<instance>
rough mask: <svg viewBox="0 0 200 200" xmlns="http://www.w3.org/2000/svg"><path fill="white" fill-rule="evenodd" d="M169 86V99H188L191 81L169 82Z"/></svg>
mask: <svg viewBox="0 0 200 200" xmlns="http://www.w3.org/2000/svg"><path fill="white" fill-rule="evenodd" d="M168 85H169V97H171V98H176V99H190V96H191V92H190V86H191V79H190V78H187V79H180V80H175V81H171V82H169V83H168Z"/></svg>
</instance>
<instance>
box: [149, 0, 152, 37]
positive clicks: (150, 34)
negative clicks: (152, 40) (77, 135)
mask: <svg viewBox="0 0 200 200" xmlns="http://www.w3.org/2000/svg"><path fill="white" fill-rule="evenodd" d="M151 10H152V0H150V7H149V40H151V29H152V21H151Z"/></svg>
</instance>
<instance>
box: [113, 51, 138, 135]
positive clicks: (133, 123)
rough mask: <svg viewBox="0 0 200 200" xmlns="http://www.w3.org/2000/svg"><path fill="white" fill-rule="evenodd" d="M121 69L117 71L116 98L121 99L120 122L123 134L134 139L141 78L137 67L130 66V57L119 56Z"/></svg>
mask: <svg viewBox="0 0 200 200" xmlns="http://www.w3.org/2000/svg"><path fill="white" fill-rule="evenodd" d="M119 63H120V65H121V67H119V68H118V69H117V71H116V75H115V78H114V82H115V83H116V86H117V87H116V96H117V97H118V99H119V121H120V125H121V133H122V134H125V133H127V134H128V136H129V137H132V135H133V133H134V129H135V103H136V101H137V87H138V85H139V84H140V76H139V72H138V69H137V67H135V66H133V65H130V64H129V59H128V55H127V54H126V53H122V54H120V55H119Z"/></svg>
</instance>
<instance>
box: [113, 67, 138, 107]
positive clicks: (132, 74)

··········

● WORK TO BE COMPLETED:
Your reply must contain each entry, reproduced exactly.

● EXERCISE RESULT:
<instance>
rough mask: <svg viewBox="0 0 200 200" xmlns="http://www.w3.org/2000/svg"><path fill="white" fill-rule="evenodd" d="M169 86V99H188L191 81L169 82Z"/></svg>
mask: <svg viewBox="0 0 200 200" xmlns="http://www.w3.org/2000/svg"><path fill="white" fill-rule="evenodd" d="M168 85H169V97H171V98H176V99H190V96H191V92H190V86H191V79H190V78H187V79H180V80H175V81H171V82H169V83H168Z"/></svg>
</instance>
<instance>
box: [149, 0, 152, 37]
positive clicks: (150, 34)
negative clicks: (152, 40) (77, 135)
mask: <svg viewBox="0 0 200 200" xmlns="http://www.w3.org/2000/svg"><path fill="white" fill-rule="evenodd" d="M151 10H152V0H150V7H149V40H151V29H152V21H151Z"/></svg>
</instance>
<instance>
box: [113, 51, 138, 135]
positive clicks: (133, 123)
rough mask: <svg viewBox="0 0 200 200" xmlns="http://www.w3.org/2000/svg"><path fill="white" fill-rule="evenodd" d="M121 69L117 71L116 98L121 99L120 122L123 134L134 139L141 78L137 67L130 66V57L119 56Z"/></svg>
mask: <svg viewBox="0 0 200 200" xmlns="http://www.w3.org/2000/svg"><path fill="white" fill-rule="evenodd" d="M119 63H120V65H121V67H119V68H118V69H117V71H116V75H115V78H114V82H115V83H116V86H117V87H116V96H117V97H118V99H119V121H120V125H121V133H122V134H125V133H127V134H128V136H129V137H132V135H133V133H134V129H135V103H136V101H137V87H138V85H139V84H140V76H139V72H138V69H137V67H135V66H133V65H130V64H129V59H128V55H127V54H126V53H122V54H120V55H119Z"/></svg>
</instance>
<instance>
box: [113, 67, 138, 107]
positive clicks: (132, 74)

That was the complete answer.